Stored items
────────────────────

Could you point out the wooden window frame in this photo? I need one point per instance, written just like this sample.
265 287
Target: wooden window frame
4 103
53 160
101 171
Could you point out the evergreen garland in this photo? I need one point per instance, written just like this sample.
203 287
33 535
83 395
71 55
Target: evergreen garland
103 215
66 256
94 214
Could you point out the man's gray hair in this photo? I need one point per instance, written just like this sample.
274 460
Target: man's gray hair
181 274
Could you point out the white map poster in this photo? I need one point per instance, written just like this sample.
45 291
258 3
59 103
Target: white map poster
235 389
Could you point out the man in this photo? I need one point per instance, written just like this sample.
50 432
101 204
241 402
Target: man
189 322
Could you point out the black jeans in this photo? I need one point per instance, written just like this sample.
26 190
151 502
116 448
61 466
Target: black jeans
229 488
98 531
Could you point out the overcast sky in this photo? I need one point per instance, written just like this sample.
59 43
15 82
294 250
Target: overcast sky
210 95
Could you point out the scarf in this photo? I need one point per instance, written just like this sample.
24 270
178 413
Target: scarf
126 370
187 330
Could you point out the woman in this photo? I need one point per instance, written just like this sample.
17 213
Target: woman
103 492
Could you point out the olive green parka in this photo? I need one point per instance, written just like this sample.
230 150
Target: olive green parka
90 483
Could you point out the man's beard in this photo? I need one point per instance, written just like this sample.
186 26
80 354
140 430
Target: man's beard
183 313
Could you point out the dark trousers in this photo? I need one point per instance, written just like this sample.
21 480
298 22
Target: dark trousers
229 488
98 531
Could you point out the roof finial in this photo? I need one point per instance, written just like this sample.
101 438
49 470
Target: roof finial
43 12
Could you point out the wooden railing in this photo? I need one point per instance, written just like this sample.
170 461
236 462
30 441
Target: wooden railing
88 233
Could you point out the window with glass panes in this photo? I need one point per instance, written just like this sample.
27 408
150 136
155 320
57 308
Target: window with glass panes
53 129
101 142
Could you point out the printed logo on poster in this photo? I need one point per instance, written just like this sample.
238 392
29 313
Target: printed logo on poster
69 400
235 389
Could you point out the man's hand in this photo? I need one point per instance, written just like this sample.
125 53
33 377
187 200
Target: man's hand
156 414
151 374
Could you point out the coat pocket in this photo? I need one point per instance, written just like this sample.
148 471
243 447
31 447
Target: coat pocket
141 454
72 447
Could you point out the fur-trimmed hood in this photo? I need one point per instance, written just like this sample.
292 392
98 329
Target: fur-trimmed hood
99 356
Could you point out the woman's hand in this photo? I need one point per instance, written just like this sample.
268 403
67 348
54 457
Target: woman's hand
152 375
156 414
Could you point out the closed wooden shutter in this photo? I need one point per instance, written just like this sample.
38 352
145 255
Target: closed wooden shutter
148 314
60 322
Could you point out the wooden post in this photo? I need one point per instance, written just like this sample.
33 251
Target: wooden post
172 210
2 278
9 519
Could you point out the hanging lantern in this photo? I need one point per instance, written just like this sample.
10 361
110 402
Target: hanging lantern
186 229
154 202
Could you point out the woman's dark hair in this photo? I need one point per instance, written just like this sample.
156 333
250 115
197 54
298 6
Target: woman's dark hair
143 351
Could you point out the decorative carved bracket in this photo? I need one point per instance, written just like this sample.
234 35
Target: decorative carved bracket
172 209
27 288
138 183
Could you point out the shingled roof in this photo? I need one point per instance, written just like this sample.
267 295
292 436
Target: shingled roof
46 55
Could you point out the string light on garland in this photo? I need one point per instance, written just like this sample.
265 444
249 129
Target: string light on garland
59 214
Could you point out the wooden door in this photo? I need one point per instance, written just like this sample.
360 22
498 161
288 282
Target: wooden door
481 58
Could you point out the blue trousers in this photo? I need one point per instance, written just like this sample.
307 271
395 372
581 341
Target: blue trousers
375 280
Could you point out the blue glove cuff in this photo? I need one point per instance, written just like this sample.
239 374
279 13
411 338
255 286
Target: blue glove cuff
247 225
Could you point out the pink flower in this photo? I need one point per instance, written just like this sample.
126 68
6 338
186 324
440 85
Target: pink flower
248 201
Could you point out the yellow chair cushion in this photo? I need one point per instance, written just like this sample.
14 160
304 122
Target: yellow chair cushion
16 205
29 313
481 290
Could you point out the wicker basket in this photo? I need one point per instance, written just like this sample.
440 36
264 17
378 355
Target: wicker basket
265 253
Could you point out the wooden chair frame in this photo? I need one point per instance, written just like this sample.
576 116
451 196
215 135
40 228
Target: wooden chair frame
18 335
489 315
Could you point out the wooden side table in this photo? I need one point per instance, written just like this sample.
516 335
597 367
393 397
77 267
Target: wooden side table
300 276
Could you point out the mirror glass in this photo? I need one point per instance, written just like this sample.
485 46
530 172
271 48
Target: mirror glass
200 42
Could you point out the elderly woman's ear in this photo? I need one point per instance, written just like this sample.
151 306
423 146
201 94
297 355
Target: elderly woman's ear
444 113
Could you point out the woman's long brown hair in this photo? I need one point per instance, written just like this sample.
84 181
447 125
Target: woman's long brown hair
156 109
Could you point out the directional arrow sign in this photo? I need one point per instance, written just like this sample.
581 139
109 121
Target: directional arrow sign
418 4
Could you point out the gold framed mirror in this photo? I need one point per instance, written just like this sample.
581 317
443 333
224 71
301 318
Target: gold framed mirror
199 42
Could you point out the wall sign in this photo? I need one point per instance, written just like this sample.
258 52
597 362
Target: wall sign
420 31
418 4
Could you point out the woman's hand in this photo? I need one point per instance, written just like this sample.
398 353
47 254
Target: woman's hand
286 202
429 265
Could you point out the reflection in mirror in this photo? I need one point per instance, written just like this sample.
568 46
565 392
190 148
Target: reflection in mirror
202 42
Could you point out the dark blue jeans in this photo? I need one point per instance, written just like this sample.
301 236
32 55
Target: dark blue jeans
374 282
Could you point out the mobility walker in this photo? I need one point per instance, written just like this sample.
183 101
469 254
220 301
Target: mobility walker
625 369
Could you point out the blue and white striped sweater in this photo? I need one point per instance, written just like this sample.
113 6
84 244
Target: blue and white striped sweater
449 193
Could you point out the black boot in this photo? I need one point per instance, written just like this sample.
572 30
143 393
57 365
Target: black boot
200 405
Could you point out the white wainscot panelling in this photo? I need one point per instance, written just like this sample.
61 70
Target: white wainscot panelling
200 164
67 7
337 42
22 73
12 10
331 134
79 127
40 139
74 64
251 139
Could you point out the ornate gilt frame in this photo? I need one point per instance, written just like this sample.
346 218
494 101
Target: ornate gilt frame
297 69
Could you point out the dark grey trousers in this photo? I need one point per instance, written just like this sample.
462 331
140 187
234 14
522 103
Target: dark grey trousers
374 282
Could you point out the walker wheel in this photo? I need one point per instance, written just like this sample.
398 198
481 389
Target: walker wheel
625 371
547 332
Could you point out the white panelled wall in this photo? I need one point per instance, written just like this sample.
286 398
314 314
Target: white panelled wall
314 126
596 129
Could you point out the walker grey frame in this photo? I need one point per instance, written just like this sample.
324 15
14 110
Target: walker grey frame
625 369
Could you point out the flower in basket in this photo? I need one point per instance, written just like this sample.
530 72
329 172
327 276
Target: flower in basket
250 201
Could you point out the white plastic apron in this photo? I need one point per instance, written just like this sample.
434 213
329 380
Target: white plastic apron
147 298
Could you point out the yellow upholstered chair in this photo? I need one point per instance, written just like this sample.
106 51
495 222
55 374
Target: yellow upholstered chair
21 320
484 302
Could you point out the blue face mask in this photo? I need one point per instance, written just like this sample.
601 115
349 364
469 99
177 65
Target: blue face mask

────────────────────

DIRECTIVE
Repeat each of the entries above precisely as given.

ANSWER TO THE TASK
Could you point out the wooden window frame in this photo? I need one point per instance, written just like this sample.
265 287
Target: wooden window frame
4 103
53 160
101 171
Could you point out the evergreen garland in this photo? I need one point per instance, written just like this sample.
203 287
33 535
83 395
71 55
Target: evergreen garland
103 215
66 256
94 214
Could you point out the man's gray hair in this photo? I need one point per instance, written just like this sample.
274 460
Target: man's gray hair
181 274
Could you point out the white map poster in this photo? I need one point per instance, written just like this sample.
45 291
258 3
59 103
Target: white map poster
235 389
Could you point out the man in this photo? I need one point per instance, written just like this sample.
50 432
101 204
241 402
Target: man
189 322
Could you point out the black jeans in this photo? I need one point per instance, written just like this sample.
26 190
151 502
116 448
61 466
Target: black jeans
229 488
98 531
Could you point out the overcast sky in this photo? I need one point per instance, written just like this sample.
59 43
15 82
294 250
Target: overcast sky
210 95
Could you point out the scarf in this photo? I need one point per instance, written just like this sample.
24 270
178 413
Target: scarf
126 370
187 330
Could you point out the woman in this photo? I need one point per instance, written just like this sample.
17 213
Target: woman
103 492
Could you point out the olive green parka in this photo? I need one point per instance, written just like this sample.
230 150
Target: olive green parka
90 483
Could you point out the man's beard in this photo? I need one point per instance, written just like this sample.
186 26
80 354
140 430
Target: man's beard
183 313
Could you point out the dark trousers in this photo? I need one point per instance, written just like this sample.
21 480
298 22
Target: dark trousers
229 488
98 531
Could you point out the roof finial in this photo? I need one point per instance, written just like this sample.
101 438
49 470
Target: roof finial
43 12
Could you point out the wooden railing in this photo? I need one point per instance, written just like this sample.
170 461
236 462
30 441
Target: wooden railing
88 233
Could you point out the window with glass panes in this photo? I need one point per instance, written just like this sample.
27 408
150 136
155 320
57 308
Target: window with glass panes
53 129
101 142
Could you point out the printed logo on poster in this photo? I need one point per instance, written just like this sample.
238 392
29 313
Target: printed logo on poster
69 400
235 389
Could you point out the man's hand in this photo? I need one point per instance, written just like this sample.
125 53
33 377
187 200
Target: man's hand
156 414
151 374
Could you point out the coat pocket in this photo? I need one point per instance, written just like this sample.
148 471
243 447
31 447
Target: coat pocket
141 454
72 447
Could you point out the fur-trimmed hood in this photo? I need one point per instance, written just like this sample.
292 392
98 329
Target: fur-trimmed hood
99 356
Could you point out the woman's hand in this photo? I need one point per instance, written just like this sample.
268 403
67 348
54 457
Target: woman's hand
152 375
156 414
Could you point out the closed wooden shutter in this photo? I need one point per instance, written just like this sample.
38 352
145 255
Target: closed wooden shutter
148 314
60 322
Could you point out the wooden post in this photo? I need one point per instance, written just like this sample.
33 251
Target: wooden post
172 210
2 278
9 519
Could you point out the hanging lantern in this photo? I need one point per instance, written just like this sample.
10 361
110 402
Target: hanging lantern
186 229
154 202
Could you point out the woman's dark hair in this photo? I need one point per instance, written just like this sample.
156 333
250 115
197 54
298 6
Target: woman's dark hair
143 351
Could you point out the decorative carved bracket in this photo? I need one point per instance, written just like this sample.
234 35
Target: decorative carved bracket
172 209
27 288
138 183
Could you point out the shingled roof in this photo? I need one point per instance, written just like this sample.
267 295
292 436
Target: shingled roof
46 55
Could you point out the string light on garland in this photo? I need one point per instance, written just like this sample.
265 444
249 129
Target: string light on garland
59 214
Could you point out the wooden door in this photo? I need one point per instance, written just like this sample.
360 22
498 161
288 282
Target: wooden door
481 58
Could you point out the blue trousers in this photo? I need one point per instance, written just like this sample.
307 271
395 372
581 341
Target: blue trousers
375 280
Could you point out the blue glove cuff in this photo? I need one point per instance, written just like this sample.
239 374
279 13
411 338
255 286
Target: blue glove cuff
247 225
Could you point out the pink flower in this photo? I need one point per instance, written just like this sample.
126 68
6 338
186 324
440 85
Target: pink flower
248 201
Could you point out the yellow chair cushion in this photo? I need one point per instance, written just like this sample.
14 160
304 122
Target: yellow chair cushion
16 205
29 313
481 290
Could you point out the wicker basket in this photo? I need one point per instance, written just like this sample.
440 36
264 17
378 355
Target: wicker basket
265 253
Could you point out the wooden chair frame in this photo? I need one point per instance, written just like this sample.
576 116
451 196
215 135
40 228
Target: wooden chair frame
18 335
489 315
Could you point out the wooden side table in this photo? I need one point per instance, written just like this sample.
516 335
597 367
393 397
77 267
Target: wooden side table
300 276
Could you point out the mirror glass in this photo? I need one point per instance, written just like this sample.
485 46
530 172
271 48
Target: mirror glass
200 42
Could you point out the elderly woman's ear in this photo? I need one point per instance, written just like this sample.
151 306
423 146
201 94
297 355
Target: elderly woman's ear
444 113
Could you point out the woman's long brown hair in this photo? I need one point per instance, written just like this sample.
84 181
447 125
Target: woman's long brown hair
156 109
Could you point out the directional arrow sign in this photo? I need one point per instance, written just like this sample.
581 139
109 121
Target: directional arrow sign
418 4
Could you point out the gold framed mirror in this photo? I need one point per instance, written just like this sample.
581 317
443 333
224 71
301 318
Target: gold framed mirror
199 42
Could you point out the wall sign in this photo? I need one point per instance, written just like this sample.
258 52
597 362
Target: wall sign
420 31
418 4
Could you point out the woman's hand in this photo? I need one point per instance, written just like this sample.
398 353
47 254
Target: woman's hand
286 202
429 265
Could you point out the reflection in mirror in this photo? I need one point per instance, written just like this sample.
568 46
565 392
190 148
Target: reflection in mirror
202 42
Could you point out the dark blue jeans in this photo? I need one point per instance, written just like this sample.
301 236
32 55
Target: dark blue jeans
374 282
Could you point out the mobility walker in this photo? I need one point per instance, written just like this sample.
183 101
469 254
220 301
Target: mobility walker
625 369
Could you point out the blue and white striped sweater in this photo? I need one point per instance, written just like this sample.
113 6
84 244
Target: blue and white striped sweater
449 193
Could you point out the black boot in this photo? I need one point per instance, written just like this sample.
572 30
143 393
57 365
Target: black boot
200 405
Could you point out the white wainscot panelling in this photo? I need one point per instance, written just like this sample.
61 70
Target: white wainscot panelling
200 164
67 7
337 42
22 73
12 10
331 134
79 127
40 139
74 64
251 139
Could you point out the ornate gilt frame in this photo? I need one point per instance, written just like this sample.
346 218
494 101
Target: ornate gilt frame
297 69
Could you point out the dark grey trousers in this photo? I need one point per instance, written just like this sample.
462 331
140 187
234 14
522 103
Target: dark grey trousers
374 282
Could you point out the walker wheel in this photo? I need one point per instance, written just like this sample.
398 198
481 389
Target: walker wheel
625 371
547 332
Could you point out the white panelled wall in this photo? I need one point per instance, written just like this sample.
286 398
314 314
Target: white panelled wall
314 126
596 129
Could you point out the walker grey frame in this photo? I need one point per instance, written just like this sample.
324 15
14 110
Target: walker grey frame
625 369
Could you point out the flower in basket in this photo? I need one point per instance, written just like this sample.
530 72
329 172
327 276
Target: flower in basket
250 201
Could you point out the white plastic apron in this photo? I need one point per instance, written just like this sample.
434 213
329 380
Target: white plastic apron
147 298
Could you point out the yellow upholstered chair in this photo? I need one point per instance, written just like this sample.
106 51
495 222
55 374
Target: yellow upholstered chair
21 320
484 302
Could you point out the blue face mask in this photo? I need one point per instance, written just like this sample.
601 115
349 364
469 99
177 65
Target: blue face mask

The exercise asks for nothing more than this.